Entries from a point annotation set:
:::::
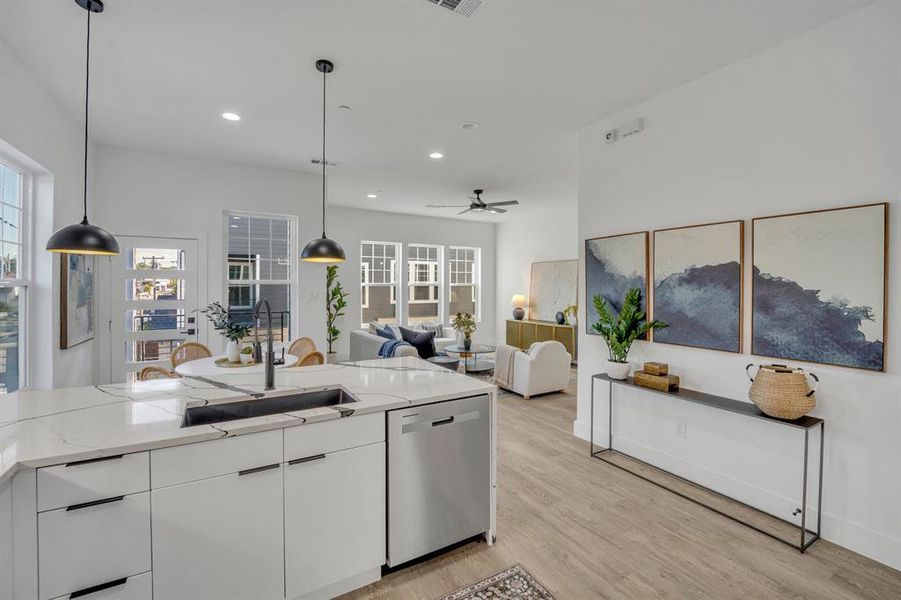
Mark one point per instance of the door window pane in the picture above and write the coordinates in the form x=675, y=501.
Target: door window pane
x=378, y=281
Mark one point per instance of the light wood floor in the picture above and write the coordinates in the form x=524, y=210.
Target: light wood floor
x=586, y=529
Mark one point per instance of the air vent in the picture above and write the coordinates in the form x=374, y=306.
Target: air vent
x=466, y=8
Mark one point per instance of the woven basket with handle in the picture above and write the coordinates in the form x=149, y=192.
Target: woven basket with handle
x=781, y=391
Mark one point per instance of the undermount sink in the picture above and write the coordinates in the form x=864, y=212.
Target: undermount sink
x=259, y=407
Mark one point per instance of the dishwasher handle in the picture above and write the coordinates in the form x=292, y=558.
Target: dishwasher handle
x=431, y=423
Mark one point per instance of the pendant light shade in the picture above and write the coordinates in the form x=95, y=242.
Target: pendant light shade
x=323, y=250
x=84, y=238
:::::
▶ _Prompt_
All lines from the one containing "Mark one point per instance of the air" through the final line of the listing above are to be reproduced exactly; include both and add nothing.

▶ _Task response_
Mark one point per instance of the air vent in the picture above and write the coordinates in the form x=374, y=306.
Target: air vent
x=466, y=8
Mark one point per instance of the woven basket with handle in the picture above and write the coordinates in the form x=149, y=192.
Target: woven basket with handle
x=781, y=391
Mark one point per instance of the undermount sink in the picture above and write the coordinates in the form x=864, y=212.
Target: undermount sink
x=259, y=407
Mark one point per instance of the dishwasher handle in the picture above and write the coordinates in the form x=292, y=558.
Target: dishwasher handle
x=431, y=423
Mark one point per instance of the pendant light shade in the picture above and write the coordinates in the form x=95, y=242.
Target: pendant light shade
x=323, y=250
x=84, y=238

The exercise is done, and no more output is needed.